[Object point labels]
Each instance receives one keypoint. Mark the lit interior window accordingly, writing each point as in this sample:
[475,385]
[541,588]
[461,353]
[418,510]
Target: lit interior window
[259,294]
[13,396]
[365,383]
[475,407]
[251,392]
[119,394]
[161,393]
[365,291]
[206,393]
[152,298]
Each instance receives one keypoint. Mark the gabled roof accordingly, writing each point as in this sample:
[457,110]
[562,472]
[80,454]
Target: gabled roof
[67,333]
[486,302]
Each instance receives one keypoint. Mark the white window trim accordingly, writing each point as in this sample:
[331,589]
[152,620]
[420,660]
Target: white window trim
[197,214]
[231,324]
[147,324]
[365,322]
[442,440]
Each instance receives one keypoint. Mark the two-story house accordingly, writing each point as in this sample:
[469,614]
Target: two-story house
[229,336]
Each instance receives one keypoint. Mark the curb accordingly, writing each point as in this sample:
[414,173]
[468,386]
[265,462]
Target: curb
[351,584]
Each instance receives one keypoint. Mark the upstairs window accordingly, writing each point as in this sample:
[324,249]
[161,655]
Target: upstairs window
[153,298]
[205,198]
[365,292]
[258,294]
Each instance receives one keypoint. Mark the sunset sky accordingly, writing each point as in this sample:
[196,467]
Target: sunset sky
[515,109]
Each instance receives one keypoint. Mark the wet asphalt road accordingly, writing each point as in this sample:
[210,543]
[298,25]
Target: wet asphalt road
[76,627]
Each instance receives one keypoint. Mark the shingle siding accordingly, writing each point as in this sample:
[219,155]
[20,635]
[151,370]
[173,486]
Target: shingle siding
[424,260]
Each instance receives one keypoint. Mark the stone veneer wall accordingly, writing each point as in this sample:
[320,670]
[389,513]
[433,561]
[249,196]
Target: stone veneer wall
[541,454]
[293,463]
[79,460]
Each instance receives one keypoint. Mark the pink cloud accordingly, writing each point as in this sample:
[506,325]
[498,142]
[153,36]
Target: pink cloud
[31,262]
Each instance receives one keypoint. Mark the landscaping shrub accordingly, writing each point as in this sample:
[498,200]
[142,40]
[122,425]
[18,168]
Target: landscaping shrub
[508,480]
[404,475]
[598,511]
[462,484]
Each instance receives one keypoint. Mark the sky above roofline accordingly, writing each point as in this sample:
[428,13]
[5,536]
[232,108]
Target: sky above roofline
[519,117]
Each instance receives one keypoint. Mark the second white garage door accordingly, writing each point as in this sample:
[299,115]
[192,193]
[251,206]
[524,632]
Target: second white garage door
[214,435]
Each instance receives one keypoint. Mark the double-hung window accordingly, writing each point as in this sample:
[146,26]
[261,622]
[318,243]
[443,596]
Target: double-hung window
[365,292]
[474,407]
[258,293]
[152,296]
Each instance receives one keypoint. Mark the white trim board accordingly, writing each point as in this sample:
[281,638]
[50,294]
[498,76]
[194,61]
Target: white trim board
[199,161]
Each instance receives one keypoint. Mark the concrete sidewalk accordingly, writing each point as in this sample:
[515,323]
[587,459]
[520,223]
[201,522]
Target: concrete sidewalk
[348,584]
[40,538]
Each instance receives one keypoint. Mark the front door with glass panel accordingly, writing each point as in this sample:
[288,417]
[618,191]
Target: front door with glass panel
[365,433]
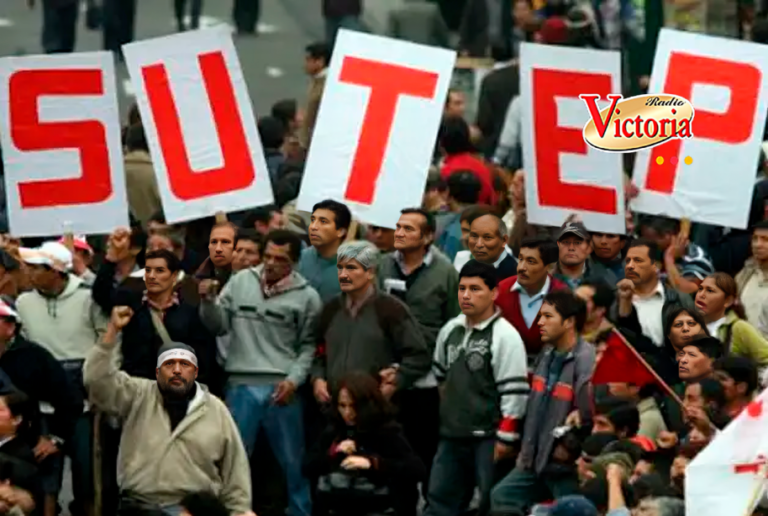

Work required: Reproduce all of the rows above word for word, leaving out the pictures.

Solution to this task:
Each instance receives one keypoint. Mark the lit interior window accordingly, writing each point as in this sample:
[475,385]
[541,588]
[461,353]
[418,510]
Target: lit interior window
[259,294]
[13,396]
[365,383]
[475,407]
[251,392]
[119,394]
[161,393]
[365,291]
[206,393]
[152,298]
Each instance receives one keypoint. Mark the gabled roof accordingly, writing each point as in this sample:
[457,110]
[562,472]
[80,454]
Target: gabled roof
[67,333]
[486,302]
Each instance receives one keypoint. Mark the white window trim accordingly, writing each point as in this sample:
[331,589]
[152,620]
[420,660]
Target: white window trim
[197,214]
[231,324]
[147,324]
[365,322]
[442,440]
Each instance receives one keypoint. Mark the two-story house accordingly, writing each point as in this sample:
[469,614]
Target: two-story house
[229,336]
Each instance receives one keypoint. Mark the curb accordingly, writing each point as in this sample:
[414,173]
[468,386]
[265,462]
Target: curb
[351,584]
Each instance receives one keypoint. Mark the upstairs window accordingly, writing each point as in this sample:
[324,249]
[161,655]
Target: upstairs window
[153,298]
[205,198]
[365,292]
[258,294]
Each instance receives one keypoint. Mark the sunset sky accordingly, writing each point as in this sample:
[196,467]
Target: sunset sky
[515,109]
Each instance receives one keypoint. Mark the wet asphalt road accordingly, writing each point as in this sample:
[210,543]
[298,25]
Target: wet asphalt road
[76,627]
Each instance receives one keypoint. Mark the shingle siding accordingly, writing each point as in this sample:
[219,155]
[20,635]
[151,370]
[173,486]
Target: shingle siding
[424,260]
Each instance receives one keypoint. Mark the stone veneer wall accordingly, writing each point as in this sample:
[320,670]
[389,513]
[433,561]
[249,196]
Target: stone veneer wall
[541,454]
[293,463]
[79,460]
Each instance receives one keypoint. Mark the pink cloud accordingly, writing each point as in this sample:
[506,325]
[498,142]
[153,36]
Target: pink cloud
[31,262]
Each instance receives one keypoint. Mark the landscaping shrub accordingly, writing each point as in this sample:
[498,200]
[142,40]
[122,425]
[18,168]
Target: landscaping shrub
[508,480]
[404,475]
[598,511]
[462,484]
Each instance receives one keypoint. Mark the sky above roofline accordingly, writing each point as in this sample:
[428,13]
[5,536]
[232,108]
Target: sky above roofline
[519,117]
Each instance receives one keypoint. Mark the second white garage door accordingly, writing each point as in this sample:
[299,115]
[192,193]
[251,206]
[524,632]
Target: second white garage door
[214,435]
Each instance receives one keypoint. Mark the double-hung window accordingly, writing each point as in this sample:
[146,26]
[261,622]
[318,243]
[443,596]
Target: double-hung window
[365,292]
[474,407]
[258,293]
[152,296]
Each instance receives one keypoint. Mark the white trim board accordingly, writing each point as in this sample:
[281,638]
[50,294]
[498,76]
[194,61]
Target: white trim board
[199,161]
Each instance receives one keypoint. Mark the concrete sidewalk accordingly, writing each point as in this sample:
[515,323]
[587,459]
[520,223]
[201,522]
Target: concrete sidewalk
[348,584]
[40,538]
Each instance receives one keypoint. Mark the front door with glass panel accordingly, writing each point as in this sample:
[288,417]
[618,191]
Target: front door with glass panel
[365,433]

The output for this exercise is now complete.